*Written task*: Copy the lines of the records from the one containing "mark each tire" through the one containing "xmin=0 ymin=326 xmax=640 ymax=479", inclusive, with the requests left unchanged. Multiply each bounding-box coordinate in the answers by 1.05 and round it to a whole number, with halves rounded up, but leave the requests and their sample boxes as they are.

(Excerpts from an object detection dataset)
** Start **

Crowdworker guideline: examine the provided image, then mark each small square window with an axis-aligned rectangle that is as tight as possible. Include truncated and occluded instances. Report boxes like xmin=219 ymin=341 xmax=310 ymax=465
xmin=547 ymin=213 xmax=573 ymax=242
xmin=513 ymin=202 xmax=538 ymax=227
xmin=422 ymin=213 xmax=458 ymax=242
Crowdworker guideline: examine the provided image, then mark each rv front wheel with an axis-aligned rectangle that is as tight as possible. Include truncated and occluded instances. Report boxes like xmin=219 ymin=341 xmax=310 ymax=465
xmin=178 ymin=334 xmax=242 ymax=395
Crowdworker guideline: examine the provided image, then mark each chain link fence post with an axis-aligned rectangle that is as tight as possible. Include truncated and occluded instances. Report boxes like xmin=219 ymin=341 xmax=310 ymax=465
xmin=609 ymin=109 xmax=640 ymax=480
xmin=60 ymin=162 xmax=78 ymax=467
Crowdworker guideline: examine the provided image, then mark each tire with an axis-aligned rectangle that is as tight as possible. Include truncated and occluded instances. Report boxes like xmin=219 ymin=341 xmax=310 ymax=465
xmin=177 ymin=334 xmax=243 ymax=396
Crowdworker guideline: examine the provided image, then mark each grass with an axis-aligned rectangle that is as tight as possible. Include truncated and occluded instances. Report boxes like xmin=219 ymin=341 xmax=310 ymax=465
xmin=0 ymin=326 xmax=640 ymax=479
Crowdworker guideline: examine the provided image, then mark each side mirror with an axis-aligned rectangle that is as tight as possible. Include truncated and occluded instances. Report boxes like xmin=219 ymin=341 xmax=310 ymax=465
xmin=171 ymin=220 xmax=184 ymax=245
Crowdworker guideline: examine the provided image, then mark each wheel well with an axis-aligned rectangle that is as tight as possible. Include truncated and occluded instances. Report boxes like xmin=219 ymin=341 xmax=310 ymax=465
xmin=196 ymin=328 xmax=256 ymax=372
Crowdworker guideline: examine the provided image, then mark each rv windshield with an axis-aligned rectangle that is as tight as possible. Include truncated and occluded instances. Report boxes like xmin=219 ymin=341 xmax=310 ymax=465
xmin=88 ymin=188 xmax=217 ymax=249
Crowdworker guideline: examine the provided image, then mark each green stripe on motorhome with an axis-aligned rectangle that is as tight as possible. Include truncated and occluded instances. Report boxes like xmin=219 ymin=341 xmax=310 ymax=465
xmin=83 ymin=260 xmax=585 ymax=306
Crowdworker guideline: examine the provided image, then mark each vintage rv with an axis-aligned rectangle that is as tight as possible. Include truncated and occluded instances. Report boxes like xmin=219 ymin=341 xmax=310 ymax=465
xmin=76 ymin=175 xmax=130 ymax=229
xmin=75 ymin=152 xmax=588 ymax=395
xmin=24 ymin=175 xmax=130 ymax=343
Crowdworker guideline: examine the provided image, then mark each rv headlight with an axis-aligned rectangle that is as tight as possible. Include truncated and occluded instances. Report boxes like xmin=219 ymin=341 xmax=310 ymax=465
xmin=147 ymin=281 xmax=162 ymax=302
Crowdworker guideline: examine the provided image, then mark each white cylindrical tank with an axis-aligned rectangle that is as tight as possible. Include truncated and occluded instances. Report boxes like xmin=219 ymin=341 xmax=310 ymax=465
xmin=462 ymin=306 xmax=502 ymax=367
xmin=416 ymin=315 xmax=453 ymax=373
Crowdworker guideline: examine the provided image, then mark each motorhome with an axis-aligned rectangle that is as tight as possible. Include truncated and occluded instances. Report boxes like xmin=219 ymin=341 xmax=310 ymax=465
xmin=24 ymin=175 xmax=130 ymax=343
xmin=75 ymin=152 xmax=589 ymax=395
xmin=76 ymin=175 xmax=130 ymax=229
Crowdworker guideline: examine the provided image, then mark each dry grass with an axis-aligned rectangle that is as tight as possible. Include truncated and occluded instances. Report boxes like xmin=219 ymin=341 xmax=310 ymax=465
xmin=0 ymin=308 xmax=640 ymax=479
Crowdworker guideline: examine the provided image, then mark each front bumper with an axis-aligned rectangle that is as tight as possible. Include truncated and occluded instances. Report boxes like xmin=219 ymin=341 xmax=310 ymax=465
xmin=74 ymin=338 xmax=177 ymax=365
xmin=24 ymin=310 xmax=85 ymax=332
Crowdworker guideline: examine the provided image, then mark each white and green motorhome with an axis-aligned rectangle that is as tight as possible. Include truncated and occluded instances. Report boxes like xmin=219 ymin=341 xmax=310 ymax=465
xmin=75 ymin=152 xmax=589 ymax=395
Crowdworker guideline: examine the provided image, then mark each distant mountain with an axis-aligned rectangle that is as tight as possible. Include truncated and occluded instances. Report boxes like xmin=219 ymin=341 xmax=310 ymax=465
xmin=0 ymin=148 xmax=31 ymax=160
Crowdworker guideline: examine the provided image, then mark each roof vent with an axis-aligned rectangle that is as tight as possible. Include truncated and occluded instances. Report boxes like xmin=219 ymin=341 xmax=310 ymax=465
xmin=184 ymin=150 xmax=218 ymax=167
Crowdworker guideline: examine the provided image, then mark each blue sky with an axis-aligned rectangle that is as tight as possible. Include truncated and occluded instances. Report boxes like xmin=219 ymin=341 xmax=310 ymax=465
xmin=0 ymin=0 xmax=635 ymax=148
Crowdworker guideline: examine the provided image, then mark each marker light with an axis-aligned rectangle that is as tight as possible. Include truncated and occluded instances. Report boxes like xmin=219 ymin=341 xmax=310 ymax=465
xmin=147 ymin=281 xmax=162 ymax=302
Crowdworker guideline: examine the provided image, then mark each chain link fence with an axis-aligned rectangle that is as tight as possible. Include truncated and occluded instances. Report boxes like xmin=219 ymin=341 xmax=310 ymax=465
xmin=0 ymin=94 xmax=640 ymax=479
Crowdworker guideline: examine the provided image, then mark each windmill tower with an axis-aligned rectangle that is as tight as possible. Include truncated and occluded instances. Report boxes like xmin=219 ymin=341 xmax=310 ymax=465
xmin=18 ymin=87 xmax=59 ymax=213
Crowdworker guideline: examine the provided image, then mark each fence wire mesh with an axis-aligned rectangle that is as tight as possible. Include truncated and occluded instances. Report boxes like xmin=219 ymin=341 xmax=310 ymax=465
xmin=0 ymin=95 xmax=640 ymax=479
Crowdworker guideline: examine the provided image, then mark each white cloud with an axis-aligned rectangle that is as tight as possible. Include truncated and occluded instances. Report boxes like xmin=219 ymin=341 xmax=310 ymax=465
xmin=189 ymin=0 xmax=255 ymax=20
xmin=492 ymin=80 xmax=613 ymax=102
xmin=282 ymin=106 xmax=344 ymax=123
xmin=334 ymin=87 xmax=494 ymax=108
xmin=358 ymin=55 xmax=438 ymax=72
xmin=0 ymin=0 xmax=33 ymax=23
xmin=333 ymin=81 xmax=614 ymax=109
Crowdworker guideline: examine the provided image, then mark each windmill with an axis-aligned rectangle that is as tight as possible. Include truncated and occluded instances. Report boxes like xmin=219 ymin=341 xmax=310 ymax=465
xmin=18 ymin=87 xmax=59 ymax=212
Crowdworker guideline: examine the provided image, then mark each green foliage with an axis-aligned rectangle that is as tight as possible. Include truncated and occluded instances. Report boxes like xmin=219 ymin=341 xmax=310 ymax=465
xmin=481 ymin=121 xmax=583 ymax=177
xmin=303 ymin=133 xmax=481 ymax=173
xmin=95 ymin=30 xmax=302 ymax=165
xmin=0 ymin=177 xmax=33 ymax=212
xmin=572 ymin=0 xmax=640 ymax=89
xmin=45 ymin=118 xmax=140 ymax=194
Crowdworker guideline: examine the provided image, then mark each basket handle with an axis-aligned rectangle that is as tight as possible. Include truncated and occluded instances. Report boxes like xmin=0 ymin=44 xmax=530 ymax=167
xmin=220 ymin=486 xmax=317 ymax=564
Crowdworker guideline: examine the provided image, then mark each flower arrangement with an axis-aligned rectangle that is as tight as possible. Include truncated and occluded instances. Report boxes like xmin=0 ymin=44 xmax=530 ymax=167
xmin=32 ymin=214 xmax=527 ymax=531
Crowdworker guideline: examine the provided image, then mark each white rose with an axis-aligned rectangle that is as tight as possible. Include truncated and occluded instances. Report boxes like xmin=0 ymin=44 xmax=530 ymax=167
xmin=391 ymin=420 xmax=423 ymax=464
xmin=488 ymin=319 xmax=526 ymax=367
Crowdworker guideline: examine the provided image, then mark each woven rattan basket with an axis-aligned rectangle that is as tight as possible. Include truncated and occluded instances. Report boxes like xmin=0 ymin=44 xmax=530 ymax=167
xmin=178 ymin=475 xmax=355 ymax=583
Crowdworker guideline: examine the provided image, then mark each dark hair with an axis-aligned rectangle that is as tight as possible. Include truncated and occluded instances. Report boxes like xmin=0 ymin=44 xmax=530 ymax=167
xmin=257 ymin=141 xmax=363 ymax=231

** End **

*Full solution*:
Crowdworker guideline: examine the provided image, then mark each tire with an axis-aligned rectangle that is as tight as possible. Include truncated and occluded instances. Report boxes like xmin=219 ymin=341 xmax=310 ymax=465
xmin=186 ymin=351 xmax=255 ymax=416
Crowdworker guideline: examine the provided image, then mark each grass with an axis-aligned rectangle that is as tight as possible. Include truncated and occluded instances. Report boxes like xmin=219 ymin=341 xmax=310 ymax=465
xmin=0 ymin=342 xmax=672 ymax=503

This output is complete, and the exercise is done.